## Apply what you read:
(1) In the passage on the New York Times wage story, translate the sentence "George Mason economics professor Russ Roberts is none too pleased." into Spanish.
(2) From the passage on the New York Times wage story, return verbatim the part that opens with the words containing "I shouldn’t be" and closes with "tables of America.".

## Selected passage:
==============================

In case you were born yesterday, just fell off the back of a turnip truck, and have lived in blissful ignorance of the possible abuses of economic data, let me direct your attention to yesterday’s New York Times front-pager by Steven Greenhouse and David Leonhardt, titled “Real Wages Fail to Match a Rise in Productivity,” and the blog aftermath. George Mason economics professor Russ Roberts is none too pleased.

I shouldn’t be upset when the New York Times news division writes a intellectually dishonest story that plays to the biases of its readership base. But today’s front-page above the fold story on wages depresses and surprises me anyway. Maybe it’s because one of the authors, David Leonhardt, is a good reporter with good economic intuition. (I can’t speak for the other author, Steven Greenhouse.) But I suspect the source of my dismay is simply the knowledge that this article, despite its inadequacies will be met with nods of agreement around the breakfast tables of America.

==============================

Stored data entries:
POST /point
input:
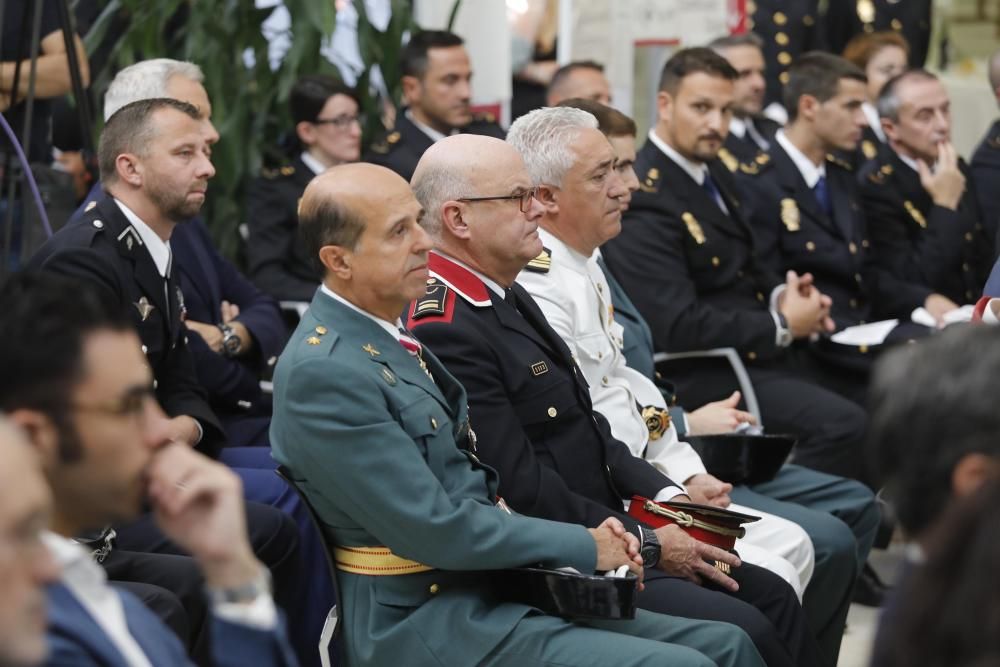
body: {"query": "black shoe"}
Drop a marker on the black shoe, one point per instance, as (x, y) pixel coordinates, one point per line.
(869, 589)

==============================

## Problem solutions:
(1) El profesor de economía de la Universidad George Mason, Russ Roberts, no está nada contento.

(2)
I shouldn’t be upset when the New York Times news division writes a intellectually dishonest story that plays to the biases of its readership base. But today’s front-page above the fold story on wages depresses and surprises me anyway. Maybe it’s because one of the authors, David Leonhardt, is a good reporter with good economic intuition. (I can’t speak for the other author, Steven Greenhouse.) But I suspect the source of my dismay is simply the knowledge that this article, despite its inadequacies will be met with nods of agreement around the breakfast tables of America.